- _Excerpt to read_:
* Begin *

I must thank @Scot Gould for having asked this question more than a year ago and thus, without meaning to, having been the driving force behind this post.


There is an enormous litterature about Monte-Carlo integration (MCI for short) and you might legitimately ask "Why another one?".



A personal experience.
Maybe if I tell you about my experience you will better understand why I believe that something is missing in the traditional courses and textbooks, even the most renowned ones.

For several years, I led training seminars in statistics for engineers working in the field of numerical simulation.
At some point I always came to speak about MCI and (as anyone does today) I introduced the subject by presenting the estimation of the area of a disk by randomly picking points in its circumsribed square and assessing its area from the proportion of points it contained.




Once done I switched (still as anybody does) to the Monte-Carlo summation formula (see Wikipedia for instance).

One day an attendee asked me this question "Why do you say that this [1D] summation formula is the same thing that the [2D] counting of points in the [circle within a box] example you have just presented?"
I have to say I was surprised by this question for it seemed to me quite evident that these two ways of assessing the area were nothing but two different points of view of, roughly, the same thing.
So I gave a quick, mostly informal, explanation (that I am not proud of) and, because the clock was running, I kept teaching the class.

But this question really puzzled me and I thought for a simple but rigourous way to prove these two approaches were (were they?) equivalent, at least in some reasonable sense.
The thing is that trying to derive simple explanations based on couting is not enough, and that you have to resort to certain probabilistic arguments to get out of it. Indeed, sticking to the counting approach leads to the more reasonable position that these two approaches are not equivalent.

* End *

- _Goal 1_: Reproduce word for word the part of the Monte-Carlo integration post that begins with the words containing "Maybe if I tell" and ends with "points it contained.".
- _Goal 2_: Carry the Monte-Carlo integration post forward from its final sentence.

- _Source material_:

* Begin *

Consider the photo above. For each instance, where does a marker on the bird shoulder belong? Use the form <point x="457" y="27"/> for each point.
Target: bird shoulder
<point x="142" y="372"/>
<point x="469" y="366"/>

* End *

- _Written response 1_:
Maybe if I tell you about my experience you will better understand why I believe that something is missing in the traditional courses and textbooks, even the most renowned ones.

For several years, I led training seminars in statistics for engineers working in the field of numerical simulation.
At some point I always came to speak about MCI and (as anyone does today) I introduced the subject by presenting the estimation of the area of a disk by randomly picking points in its circumsribed square and assessing its area from the proportion of points it contained.

- _Written response 2_:
The end of the story is that I spent more time on these two approaches of MCI during the trainings that followed.
Saying that, yes, the summation formula seems to be the reference today, but that the old counting strategy still has some advantages and can even gives access to informations the summation formula cannot.



About this post.
This post foccuses mainly on what I call the Historical viewpoint (counting points), and is aimed, in its first part, to answer the question "Is this point of view equivalent or not to the Modern (summation formula) one?" (And if it is, in what sense is it so?).

Let me illustrate this with the example
@Scot Gould  presented in its question. The brown bold curve on the left figure is the graph of the function  func(x) (whose expression has no interest here) and the brown area represents the area we want to assess using MCI.
In the Historical approach I picked unifomly at random N=100 points within the gray box (of area 2.42), found 26 of them were in the brown region and said the area of this latter is 2.42 x 26/100 = 0.6292. The Modern approach consists in picking uniformly N random points in the range x= [0.8, 3],  and using the blue formula to get an estimation of this same area ((
Lbox is the x-length of the gray box, here equal to 2.2).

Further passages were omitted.